Given passage:
Infant Mortality Higher in African Americans

Infant Mortality

A woman by the name of Corran Brown is an African-American woman, and an example of how some illnesses discriminate with higher infant mortality rates. She gave birth at 7 months after doctors gave the baby a shot to accelerate the development of his lungs. For six weeks, Brown had to wear gloves to touch her son through the incubator panels. Health officials say African-Americans have always been at a higher risk than whites when it comes to birth defects and diabetes.

Brown was able to take her son home after he reached four-and-a-half pounds, but even now he is at a disparate risk as African-American babies are allegedly two-and-a-half to three times more likely than white babies to die within the first year of life. They also suffer worse outcomes than any other major ethnic group.

Excerpted data:

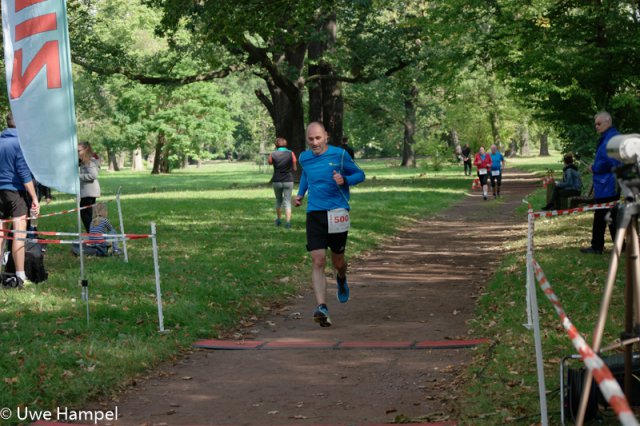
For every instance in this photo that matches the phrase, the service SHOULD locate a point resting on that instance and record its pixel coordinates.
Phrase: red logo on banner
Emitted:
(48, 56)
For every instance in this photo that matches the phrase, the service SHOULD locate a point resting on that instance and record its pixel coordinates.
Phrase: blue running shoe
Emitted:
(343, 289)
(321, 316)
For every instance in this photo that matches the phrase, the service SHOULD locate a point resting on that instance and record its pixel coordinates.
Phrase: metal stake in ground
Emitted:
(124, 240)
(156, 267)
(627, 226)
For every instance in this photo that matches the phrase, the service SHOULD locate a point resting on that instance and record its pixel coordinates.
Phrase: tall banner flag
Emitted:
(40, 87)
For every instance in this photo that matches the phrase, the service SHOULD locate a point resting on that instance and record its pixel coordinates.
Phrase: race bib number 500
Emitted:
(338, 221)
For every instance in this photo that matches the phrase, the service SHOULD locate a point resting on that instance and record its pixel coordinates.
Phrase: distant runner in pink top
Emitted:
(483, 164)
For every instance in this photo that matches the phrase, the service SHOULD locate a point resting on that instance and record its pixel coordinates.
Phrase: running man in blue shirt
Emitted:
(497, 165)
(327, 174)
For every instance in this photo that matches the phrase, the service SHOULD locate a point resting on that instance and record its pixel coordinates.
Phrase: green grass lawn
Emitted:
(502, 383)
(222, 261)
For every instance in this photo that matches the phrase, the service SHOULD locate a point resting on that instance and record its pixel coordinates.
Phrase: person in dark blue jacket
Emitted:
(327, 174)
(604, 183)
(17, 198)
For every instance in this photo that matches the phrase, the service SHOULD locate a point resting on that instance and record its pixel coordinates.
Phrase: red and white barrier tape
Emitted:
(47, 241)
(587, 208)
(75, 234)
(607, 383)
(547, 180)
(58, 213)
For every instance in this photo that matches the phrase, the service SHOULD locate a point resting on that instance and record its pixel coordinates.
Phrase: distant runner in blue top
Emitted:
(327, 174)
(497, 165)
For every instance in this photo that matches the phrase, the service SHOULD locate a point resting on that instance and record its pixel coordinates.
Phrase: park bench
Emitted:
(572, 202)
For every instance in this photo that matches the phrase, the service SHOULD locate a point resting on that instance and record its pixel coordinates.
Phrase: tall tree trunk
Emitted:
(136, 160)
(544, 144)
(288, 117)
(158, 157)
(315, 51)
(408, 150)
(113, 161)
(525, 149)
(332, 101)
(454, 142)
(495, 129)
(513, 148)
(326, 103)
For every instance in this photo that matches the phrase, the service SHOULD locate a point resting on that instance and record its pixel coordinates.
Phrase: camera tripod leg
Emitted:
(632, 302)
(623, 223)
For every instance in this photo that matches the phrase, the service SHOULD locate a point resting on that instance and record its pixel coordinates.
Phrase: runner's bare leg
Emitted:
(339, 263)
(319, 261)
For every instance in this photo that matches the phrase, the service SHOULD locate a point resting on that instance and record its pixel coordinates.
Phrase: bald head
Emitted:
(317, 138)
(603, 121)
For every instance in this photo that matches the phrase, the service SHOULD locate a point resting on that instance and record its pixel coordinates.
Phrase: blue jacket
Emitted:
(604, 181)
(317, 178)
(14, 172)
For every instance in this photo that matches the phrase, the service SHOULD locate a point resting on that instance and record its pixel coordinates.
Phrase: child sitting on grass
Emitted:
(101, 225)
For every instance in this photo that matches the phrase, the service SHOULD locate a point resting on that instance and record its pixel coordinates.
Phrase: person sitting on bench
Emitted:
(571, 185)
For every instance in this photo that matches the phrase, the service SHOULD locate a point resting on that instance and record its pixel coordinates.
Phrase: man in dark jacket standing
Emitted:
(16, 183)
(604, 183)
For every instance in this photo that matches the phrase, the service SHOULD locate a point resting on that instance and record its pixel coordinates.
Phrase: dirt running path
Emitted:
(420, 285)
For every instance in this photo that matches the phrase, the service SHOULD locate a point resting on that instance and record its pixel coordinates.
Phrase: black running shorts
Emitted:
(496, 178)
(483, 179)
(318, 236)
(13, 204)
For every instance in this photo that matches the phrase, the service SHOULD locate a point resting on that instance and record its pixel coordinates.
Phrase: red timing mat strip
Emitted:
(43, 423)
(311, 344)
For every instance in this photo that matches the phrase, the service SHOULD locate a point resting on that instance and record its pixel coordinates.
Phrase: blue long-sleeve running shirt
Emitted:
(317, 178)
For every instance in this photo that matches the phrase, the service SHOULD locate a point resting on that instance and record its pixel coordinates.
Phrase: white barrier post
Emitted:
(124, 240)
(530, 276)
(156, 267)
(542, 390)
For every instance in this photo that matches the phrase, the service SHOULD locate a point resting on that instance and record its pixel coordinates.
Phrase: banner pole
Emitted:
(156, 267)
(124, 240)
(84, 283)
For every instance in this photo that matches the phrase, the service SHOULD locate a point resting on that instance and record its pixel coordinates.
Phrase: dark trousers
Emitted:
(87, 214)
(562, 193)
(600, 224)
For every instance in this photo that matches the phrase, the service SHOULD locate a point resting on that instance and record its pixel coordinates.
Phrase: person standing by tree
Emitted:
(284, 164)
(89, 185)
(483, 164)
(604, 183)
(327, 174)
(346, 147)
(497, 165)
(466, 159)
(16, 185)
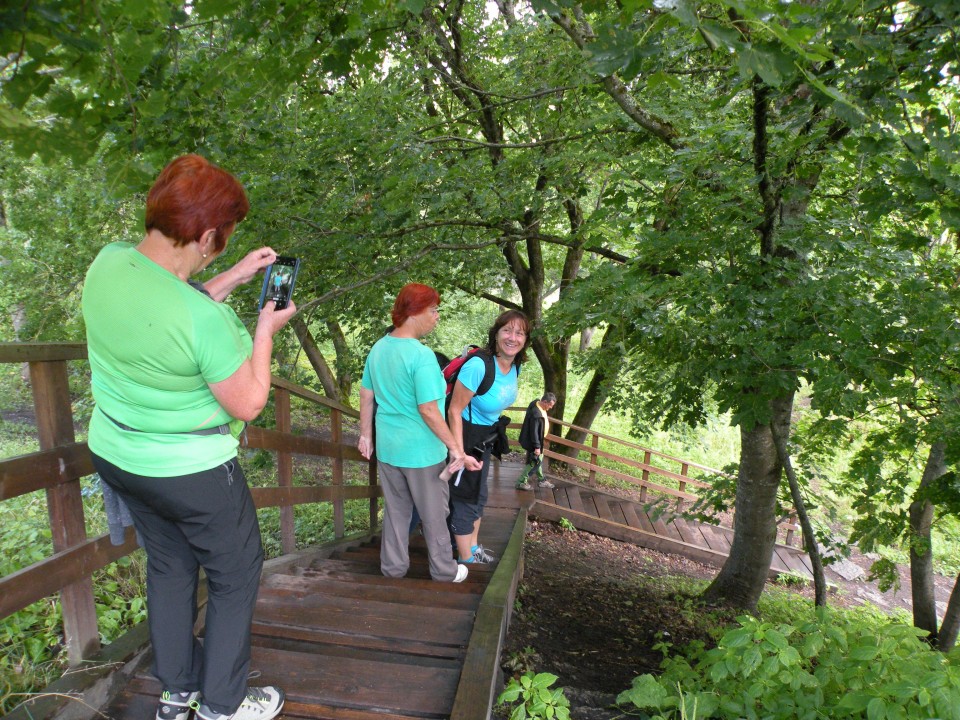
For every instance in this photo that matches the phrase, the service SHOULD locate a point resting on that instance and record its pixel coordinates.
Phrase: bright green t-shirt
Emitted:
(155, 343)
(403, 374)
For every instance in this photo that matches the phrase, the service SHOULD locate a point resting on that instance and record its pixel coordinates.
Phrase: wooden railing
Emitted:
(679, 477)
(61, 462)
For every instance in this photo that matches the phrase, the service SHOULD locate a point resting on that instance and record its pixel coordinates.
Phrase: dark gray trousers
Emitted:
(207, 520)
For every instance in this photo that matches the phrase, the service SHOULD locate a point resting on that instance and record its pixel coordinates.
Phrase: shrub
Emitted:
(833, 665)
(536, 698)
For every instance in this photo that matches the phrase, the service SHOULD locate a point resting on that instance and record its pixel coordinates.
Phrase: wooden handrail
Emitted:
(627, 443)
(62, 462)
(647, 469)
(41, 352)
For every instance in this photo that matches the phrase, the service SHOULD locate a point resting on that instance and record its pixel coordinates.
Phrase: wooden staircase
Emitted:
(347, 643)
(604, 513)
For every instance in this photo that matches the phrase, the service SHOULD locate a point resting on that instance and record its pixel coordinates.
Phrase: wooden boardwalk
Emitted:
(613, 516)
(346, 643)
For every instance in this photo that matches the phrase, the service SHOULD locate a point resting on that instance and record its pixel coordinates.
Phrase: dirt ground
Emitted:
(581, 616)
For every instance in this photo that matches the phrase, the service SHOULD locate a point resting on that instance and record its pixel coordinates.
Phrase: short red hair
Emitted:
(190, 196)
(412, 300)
---
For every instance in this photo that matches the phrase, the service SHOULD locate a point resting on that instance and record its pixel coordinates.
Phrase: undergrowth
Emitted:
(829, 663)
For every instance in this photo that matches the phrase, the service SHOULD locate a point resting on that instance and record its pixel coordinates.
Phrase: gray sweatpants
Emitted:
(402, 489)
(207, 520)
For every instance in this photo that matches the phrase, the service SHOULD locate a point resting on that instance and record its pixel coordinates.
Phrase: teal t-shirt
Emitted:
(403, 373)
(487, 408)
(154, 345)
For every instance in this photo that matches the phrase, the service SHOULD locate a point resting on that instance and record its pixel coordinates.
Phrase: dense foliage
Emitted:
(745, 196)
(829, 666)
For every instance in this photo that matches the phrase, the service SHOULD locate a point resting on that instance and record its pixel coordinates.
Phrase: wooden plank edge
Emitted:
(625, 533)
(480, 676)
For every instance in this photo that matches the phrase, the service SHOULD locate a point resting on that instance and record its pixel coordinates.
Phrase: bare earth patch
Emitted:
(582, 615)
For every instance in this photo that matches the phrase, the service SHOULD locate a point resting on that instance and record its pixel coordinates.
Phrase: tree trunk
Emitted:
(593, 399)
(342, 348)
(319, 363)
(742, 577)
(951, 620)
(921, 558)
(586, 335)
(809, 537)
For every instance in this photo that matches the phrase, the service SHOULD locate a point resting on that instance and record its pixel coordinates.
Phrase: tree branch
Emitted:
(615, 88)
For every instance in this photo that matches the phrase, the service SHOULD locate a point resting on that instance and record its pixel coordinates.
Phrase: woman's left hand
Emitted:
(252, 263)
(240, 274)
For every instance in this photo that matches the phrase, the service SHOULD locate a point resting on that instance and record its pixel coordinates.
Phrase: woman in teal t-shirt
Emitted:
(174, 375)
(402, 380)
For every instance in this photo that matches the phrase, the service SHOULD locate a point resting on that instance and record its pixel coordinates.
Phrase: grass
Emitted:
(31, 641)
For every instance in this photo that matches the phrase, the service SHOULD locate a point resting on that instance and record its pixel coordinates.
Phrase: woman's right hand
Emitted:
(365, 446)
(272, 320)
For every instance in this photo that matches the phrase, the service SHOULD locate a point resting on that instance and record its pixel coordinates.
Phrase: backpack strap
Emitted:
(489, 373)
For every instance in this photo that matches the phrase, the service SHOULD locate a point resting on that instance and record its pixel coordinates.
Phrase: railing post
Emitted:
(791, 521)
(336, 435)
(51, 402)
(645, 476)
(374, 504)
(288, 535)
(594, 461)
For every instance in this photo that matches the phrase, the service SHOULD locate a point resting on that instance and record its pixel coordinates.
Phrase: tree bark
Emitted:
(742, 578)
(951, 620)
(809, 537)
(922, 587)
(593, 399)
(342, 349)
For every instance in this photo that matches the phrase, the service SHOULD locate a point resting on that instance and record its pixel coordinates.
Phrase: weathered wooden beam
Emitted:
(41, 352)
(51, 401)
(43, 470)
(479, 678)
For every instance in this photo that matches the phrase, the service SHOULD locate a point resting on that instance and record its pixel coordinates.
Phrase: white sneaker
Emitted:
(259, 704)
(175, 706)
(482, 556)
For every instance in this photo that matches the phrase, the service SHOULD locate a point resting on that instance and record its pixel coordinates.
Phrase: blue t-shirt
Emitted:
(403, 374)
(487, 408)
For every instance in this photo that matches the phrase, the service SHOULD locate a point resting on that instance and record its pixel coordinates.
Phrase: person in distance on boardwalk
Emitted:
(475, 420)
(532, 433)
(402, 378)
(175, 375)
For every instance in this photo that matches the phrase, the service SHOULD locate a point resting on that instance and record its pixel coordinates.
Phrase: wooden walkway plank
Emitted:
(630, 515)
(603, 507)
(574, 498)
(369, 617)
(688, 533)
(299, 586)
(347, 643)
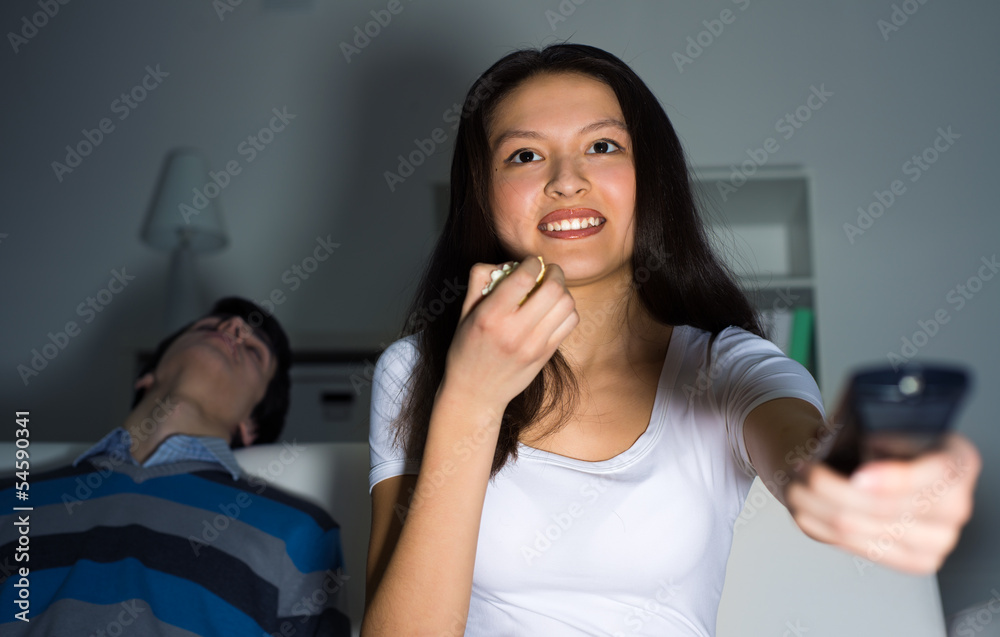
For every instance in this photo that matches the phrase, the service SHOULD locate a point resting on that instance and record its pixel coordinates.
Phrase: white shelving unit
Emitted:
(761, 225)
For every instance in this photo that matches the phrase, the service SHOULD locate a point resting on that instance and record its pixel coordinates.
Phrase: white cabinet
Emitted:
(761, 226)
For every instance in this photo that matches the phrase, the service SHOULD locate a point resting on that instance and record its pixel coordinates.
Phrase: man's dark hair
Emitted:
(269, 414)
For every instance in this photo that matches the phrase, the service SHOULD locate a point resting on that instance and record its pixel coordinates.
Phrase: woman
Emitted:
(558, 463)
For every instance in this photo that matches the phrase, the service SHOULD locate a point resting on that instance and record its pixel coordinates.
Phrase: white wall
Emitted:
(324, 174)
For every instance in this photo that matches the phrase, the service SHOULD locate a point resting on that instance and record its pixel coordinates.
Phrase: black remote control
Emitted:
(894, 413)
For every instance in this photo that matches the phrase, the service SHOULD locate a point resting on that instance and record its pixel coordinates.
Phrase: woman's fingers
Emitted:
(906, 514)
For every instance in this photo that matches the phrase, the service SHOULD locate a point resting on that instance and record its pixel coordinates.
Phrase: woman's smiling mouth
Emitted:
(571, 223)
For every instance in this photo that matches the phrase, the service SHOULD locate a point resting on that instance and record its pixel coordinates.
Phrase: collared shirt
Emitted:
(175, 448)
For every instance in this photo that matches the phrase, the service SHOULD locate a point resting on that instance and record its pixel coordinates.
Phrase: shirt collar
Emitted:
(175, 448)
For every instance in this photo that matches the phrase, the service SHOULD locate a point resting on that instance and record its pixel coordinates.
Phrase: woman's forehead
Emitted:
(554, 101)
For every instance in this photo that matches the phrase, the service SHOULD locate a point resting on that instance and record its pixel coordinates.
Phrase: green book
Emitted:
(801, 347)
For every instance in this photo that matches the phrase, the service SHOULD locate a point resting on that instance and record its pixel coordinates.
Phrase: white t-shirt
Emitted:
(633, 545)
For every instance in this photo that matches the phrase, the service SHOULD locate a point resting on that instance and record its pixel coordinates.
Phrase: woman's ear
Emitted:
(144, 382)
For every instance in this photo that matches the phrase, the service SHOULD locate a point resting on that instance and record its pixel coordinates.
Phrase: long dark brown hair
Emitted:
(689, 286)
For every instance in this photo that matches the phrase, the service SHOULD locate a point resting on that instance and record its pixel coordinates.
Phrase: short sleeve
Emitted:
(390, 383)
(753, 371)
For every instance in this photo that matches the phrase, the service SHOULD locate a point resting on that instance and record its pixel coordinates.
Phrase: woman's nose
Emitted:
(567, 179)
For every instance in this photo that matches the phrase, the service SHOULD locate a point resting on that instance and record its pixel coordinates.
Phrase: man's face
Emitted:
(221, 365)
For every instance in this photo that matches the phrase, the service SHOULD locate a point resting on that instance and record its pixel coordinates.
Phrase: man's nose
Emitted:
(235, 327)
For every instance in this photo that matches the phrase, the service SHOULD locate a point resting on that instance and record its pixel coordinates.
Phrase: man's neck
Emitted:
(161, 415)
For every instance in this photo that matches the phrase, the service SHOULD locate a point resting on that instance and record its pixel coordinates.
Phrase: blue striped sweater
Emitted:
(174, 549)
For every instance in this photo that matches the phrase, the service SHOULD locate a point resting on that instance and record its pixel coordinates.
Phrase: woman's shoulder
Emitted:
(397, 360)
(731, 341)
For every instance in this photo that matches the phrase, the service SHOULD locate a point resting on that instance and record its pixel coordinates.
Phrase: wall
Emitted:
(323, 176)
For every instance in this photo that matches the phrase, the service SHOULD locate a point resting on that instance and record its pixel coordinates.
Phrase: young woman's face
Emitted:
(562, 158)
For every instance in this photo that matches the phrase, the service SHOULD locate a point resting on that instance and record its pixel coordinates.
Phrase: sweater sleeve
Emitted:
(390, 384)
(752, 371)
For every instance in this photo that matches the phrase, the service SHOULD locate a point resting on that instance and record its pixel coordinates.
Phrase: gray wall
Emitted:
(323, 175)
* * *
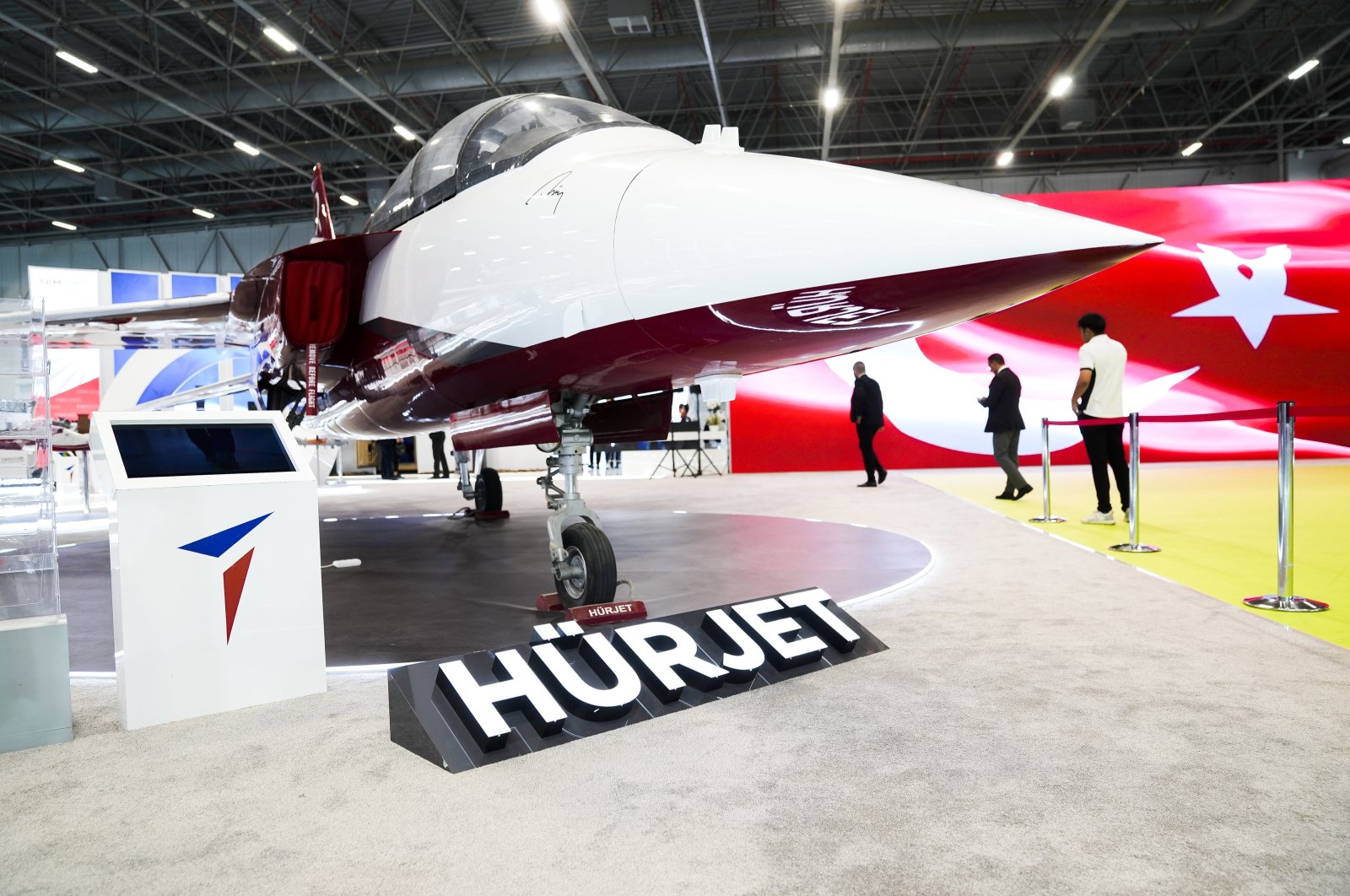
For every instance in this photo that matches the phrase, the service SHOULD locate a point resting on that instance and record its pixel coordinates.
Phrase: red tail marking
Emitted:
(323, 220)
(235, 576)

The problem: Reproduce the stretch of the infant mortality text from "Infant Mortality Higher" through "major ethnic group.", word for word.

Output below:
Infant Mortality Higher in African Americans

Infant Mortality

A woman by the name of Corran Brown is an African-American woman, and an example of how some illnesses discriminate with higher infant mortality rates. She gave birth at 7 months after doctors gave the baby a shot to accelerate the development of his lungs. For six weeks, Brown had to wear gloves to touch her son through the incubator panels. Health officials say African-Americans have always been at a higher risk than whites when it comes to birth defects and diabetes.

Brown was able to take her son home after he reached four-and-a-half pounds, but even now he is at a disparate risk as African-American babies are allegedly two-and-a-half to three times more likely than white babies to die within the first year of life. They also suffer worse outcomes than any other major ethnic group.